* _EXERCISE DETAILS_
Which lines in the items below contain the word "tree"? Pick out each such line and copy it.

(Bounding box annotation entries)
•••••
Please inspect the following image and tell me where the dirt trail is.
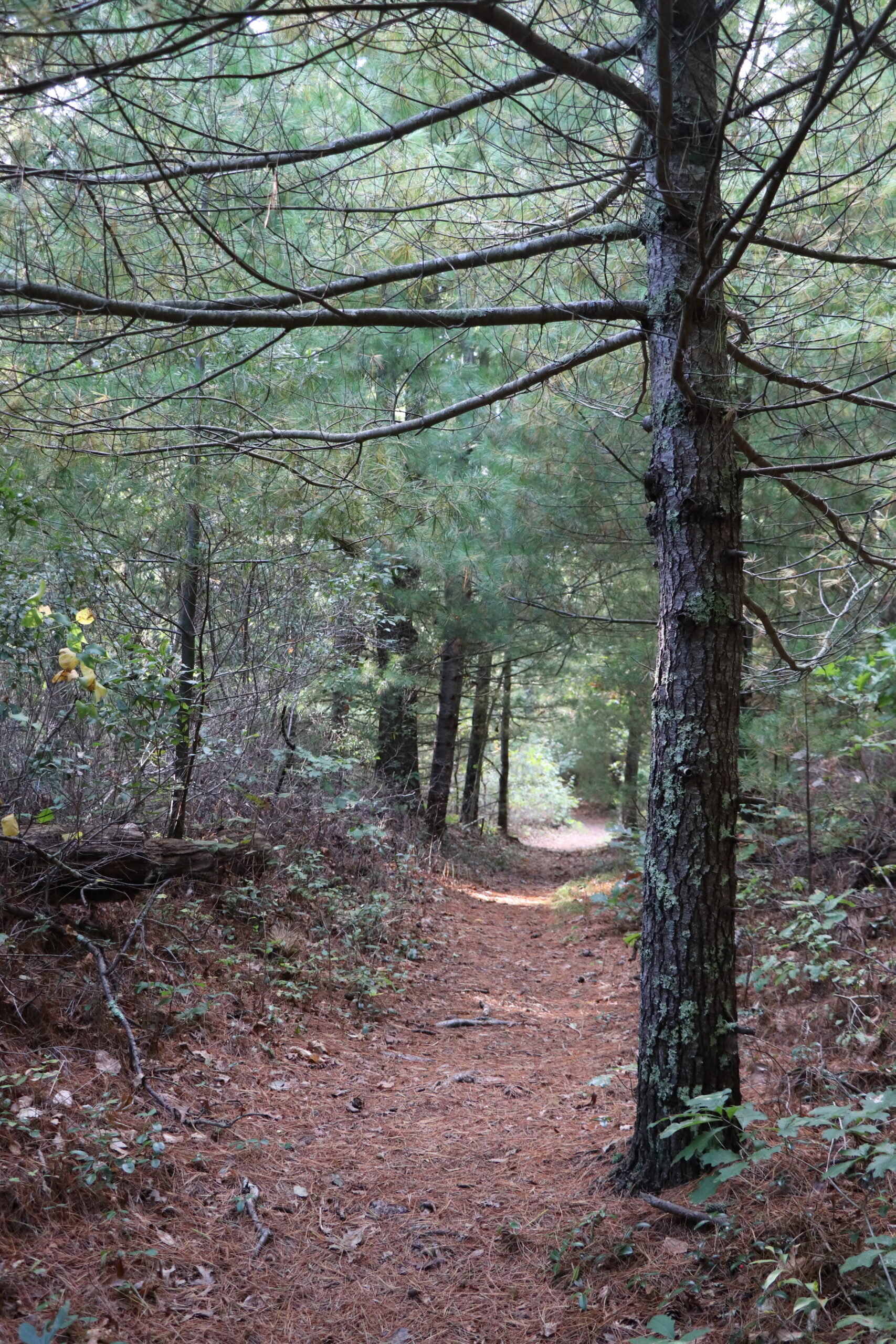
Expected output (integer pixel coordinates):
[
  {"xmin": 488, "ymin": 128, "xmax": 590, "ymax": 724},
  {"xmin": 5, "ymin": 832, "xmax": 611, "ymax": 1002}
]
[
  {"xmin": 26, "ymin": 845, "xmax": 645, "ymax": 1344},
  {"xmin": 160, "ymin": 848, "xmax": 641, "ymax": 1344},
  {"xmin": 523, "ymin": 808, "xmax": 613, "ymax": 854}
]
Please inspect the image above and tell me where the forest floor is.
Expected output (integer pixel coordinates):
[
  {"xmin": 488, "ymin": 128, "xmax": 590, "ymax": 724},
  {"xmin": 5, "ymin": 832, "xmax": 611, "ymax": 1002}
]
[{"xmin": 0, "ymin": 820, "xmax": 854, "ymax": 1344}]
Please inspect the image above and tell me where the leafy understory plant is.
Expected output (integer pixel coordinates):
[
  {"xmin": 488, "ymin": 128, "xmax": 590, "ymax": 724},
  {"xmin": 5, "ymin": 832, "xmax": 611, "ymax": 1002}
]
[
  {"xmin": 19, "ymin": 1303, "xmax": 79, "ymax": 1344},
  {"xmin": 658, "ymin": 1087, "xmax": 896, "ymax": 1204},
  {"xmin": 629, "ymin": 1316, "xmax": 712, "ymax": 1344}
]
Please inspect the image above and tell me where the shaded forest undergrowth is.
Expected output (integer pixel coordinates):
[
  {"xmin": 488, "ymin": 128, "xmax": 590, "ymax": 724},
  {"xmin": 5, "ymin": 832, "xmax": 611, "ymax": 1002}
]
[{"xmin": 0, "ymin": 806, "xmax": 896, "ymax": 1344}]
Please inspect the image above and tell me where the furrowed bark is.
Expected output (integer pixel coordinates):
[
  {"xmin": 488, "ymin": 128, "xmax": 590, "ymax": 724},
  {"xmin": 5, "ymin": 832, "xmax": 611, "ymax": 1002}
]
[
  {"xmin": 461, "ymin": 649, "xmax": 492, "ymax": 823},
  {"xmin": 622, "ymin": 0, "xmax": 743, "ymax": 1191}
]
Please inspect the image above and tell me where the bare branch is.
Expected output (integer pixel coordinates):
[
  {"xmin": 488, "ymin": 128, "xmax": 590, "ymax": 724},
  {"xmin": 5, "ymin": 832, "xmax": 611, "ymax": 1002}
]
[
  {"xmin": 0, "ymin": 279, "xmax": 646, "ymax": 331},
  {"xmin": 743, "ymin": 593, "xmax": 809, "ymax": 672}
]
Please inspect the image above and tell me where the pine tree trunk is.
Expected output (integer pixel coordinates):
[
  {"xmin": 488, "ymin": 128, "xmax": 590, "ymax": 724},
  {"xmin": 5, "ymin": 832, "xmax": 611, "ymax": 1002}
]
[
  {"xmin": 426, "ymin": 634, "xmax": 463, "ymax": 836},
  {"xmin": 461, "ymin": 649, "xmax": 492, "ymax": 823},
  {"xmin": 498, "ymin": 658, "xmax": 511, "ymax": 836},
  {"xmin": 625, "ymin": 0, "xmax": 743, "ymax": 1191},
  {"xmin": 165, "ymin": 497, "xmax": 199, "ymax": 840},
  {"xmin": 376, "ymin": 615, "xmax": 420, "ymax": 808},
  {"xmin": 619, "ymin": 695, "xmax": 645, "ymax": 831}
]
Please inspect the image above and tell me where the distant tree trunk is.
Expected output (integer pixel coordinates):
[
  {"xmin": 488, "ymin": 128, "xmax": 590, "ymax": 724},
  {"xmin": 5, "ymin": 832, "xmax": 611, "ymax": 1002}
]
[
  {"xmin": 165, "ymin": 484, "xmax": 199, "ymax": 840},
  {"xmin": 619, "ymin": 695, "xmax": 645, "ymax": 831},
  {"xmin": 498, "ymin": 658, "xmax": 511, "ymax": 836},
  {"xmin": 376, "ymin": 615, "xmax": 420, "ymax": 806},
  {"xmin": 426, "ymin": 634, "xmax": 463, "ymax": 836},
  {"xmin": 331, "ymin": 631, "xmax": 364, "ymax": 738},
  {"xmin": 461, "ymin": 649, "xmax": 492, "ymax": 823}
]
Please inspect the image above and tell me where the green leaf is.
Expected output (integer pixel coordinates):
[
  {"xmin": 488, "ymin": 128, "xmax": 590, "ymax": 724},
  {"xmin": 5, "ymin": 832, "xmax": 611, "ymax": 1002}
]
[
  {"xmin": 840, "ymin": 1251, "xmax": 880, "ymax": 1274},
  {"xmin": 648, "ymin": 1316, "xmax": 676, "ymax": 1340},
  {"xmin": 688, "ymin": 1172, "xmax": 723, "ymax": 1204}
]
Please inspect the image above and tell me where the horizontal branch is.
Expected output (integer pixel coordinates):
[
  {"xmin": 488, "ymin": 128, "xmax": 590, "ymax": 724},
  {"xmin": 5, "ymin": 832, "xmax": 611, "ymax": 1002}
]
[
  {"xmin": 0, "ymin": 38, "xmax": 645, "ymax": 187},
  {"xmin": 193, "ymin": 328, "xmax": 645, "ymax": 449},
  {"xmin": 0, "ymin": 279, "xmax": 646, "ymax": 331},
  {"xmin": 445, "ymin": 0, "xmax": 657, "ymax": 121},
  {"xmin": 504, "ymin": 593, "xmax": 657, "ymax": 631},
  {"xmin": 740, "ymin": 447, "xmax": 896, "ymax": 476},
  {"xmin": 733, "ymin": 430, "xmax": 896, "ymax": 570},
  {"xmin": 746, "ymin": 233, "xmax": 896, "ymax": 270},
  {"xmin": 743, "ymin": 593, "xmax": 809, "ymax": 672},
  {"xmin": 173, "ymin": 223, "xmax": 642, "ymax": 312},
  {"xmin": 728, "ymin": 341, "xmax": 896, "ymax": 414}
]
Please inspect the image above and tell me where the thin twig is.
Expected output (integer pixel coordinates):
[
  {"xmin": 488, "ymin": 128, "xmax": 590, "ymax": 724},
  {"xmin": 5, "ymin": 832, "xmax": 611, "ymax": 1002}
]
[
  {"xmin": 435, "ymin": 1017, "xmax": 517, "ymax": 1027},
  {"xmin": 69, "ymin": 927, "xmax": 185, "ymax": 1124},
  {"xmin": 109, "ymin": 879, "xmax": 168, "ymax": 979},
  {"xmin": 239, "ymin": 1176, "xmax": 274, "ymax": 1259}
]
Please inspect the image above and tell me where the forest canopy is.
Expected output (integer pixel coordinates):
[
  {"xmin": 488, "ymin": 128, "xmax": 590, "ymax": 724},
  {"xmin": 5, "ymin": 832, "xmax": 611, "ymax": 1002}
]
[{"xmin": 0, "ymin": 0, "xmax": 896, "ymax": 1190}]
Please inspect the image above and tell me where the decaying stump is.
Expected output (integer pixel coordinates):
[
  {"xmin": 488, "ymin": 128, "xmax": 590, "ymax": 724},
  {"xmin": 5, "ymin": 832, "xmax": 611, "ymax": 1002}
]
[{"xmin": 0, "ymin": 825, "xmax": 274, "ymax": 905}]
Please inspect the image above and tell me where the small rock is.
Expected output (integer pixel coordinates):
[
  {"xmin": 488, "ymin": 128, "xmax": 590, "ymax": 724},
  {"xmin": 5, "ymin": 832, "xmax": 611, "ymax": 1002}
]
[
  {"xmin": 662, "ymin": 1236, "xmax": 690, "ymax": 1255},
  {"xmin": 370, "ymin": 1199, "xmax": 407, "ymax": 1217}
]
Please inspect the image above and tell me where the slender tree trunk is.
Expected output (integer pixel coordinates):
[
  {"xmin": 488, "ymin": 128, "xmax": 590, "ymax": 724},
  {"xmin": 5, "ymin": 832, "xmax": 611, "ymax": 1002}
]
[
  {"xmin": 331, "ymin": 631, "xmax": 364, "ymax": 738},
  {"xmin": 619, "ymin": 695, "xmax": 645, "ymax": 831},
  {"xmin": 498, "ymin": 658, "xmax": 511, "ymax": 836},
  {"xmin": 461, "ymin": 648, "xmax": 492, "ymax": 823},
  {"xmin": 166, "ymin": 495, "xmax": 199, "ymax": 840},
  {"xmin": 623, "ymin": 0, "xmax": 743, "ymax": 1191},
  {"xmin": 376, "ymin": 615, "xmax": 420, "ymax": 808},
  {"xmin": 426, "ymin": 634, "xmax": 463, "ymax": 836}
]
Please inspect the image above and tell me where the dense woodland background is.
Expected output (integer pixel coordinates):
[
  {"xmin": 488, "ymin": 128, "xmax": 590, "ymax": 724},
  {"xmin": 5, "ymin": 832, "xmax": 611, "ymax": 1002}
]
[{"xmin": 7, "ymin": 0, "xmax": 896, "ymax": 1344}]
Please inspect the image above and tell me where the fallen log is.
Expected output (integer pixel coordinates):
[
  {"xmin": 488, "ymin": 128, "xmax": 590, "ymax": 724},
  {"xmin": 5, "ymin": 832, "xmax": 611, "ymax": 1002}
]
[{"xmin": 0, "ymin": 825, "xmax": 274, "ymax": 905}]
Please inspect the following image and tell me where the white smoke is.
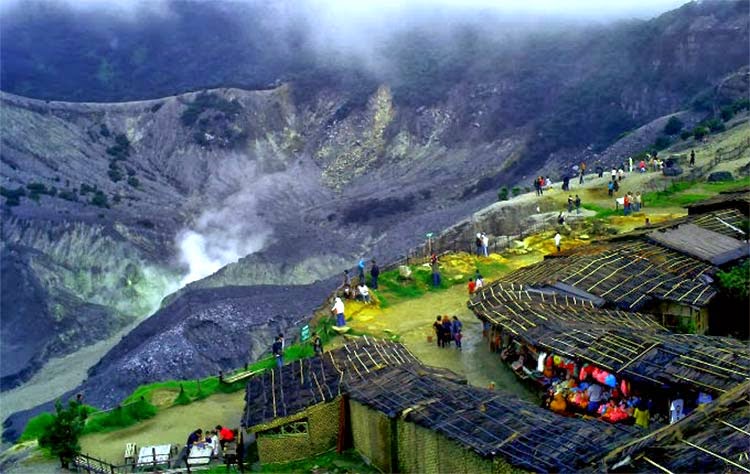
•••••
* _COMPLETE RESPONSE_
Please inspect the image above and tell me where the pine tree trunk is.
Please inspect the image above and tell me where the distant tree trunk is.
Please inspect the image above and tell me where the slender tree trunk is.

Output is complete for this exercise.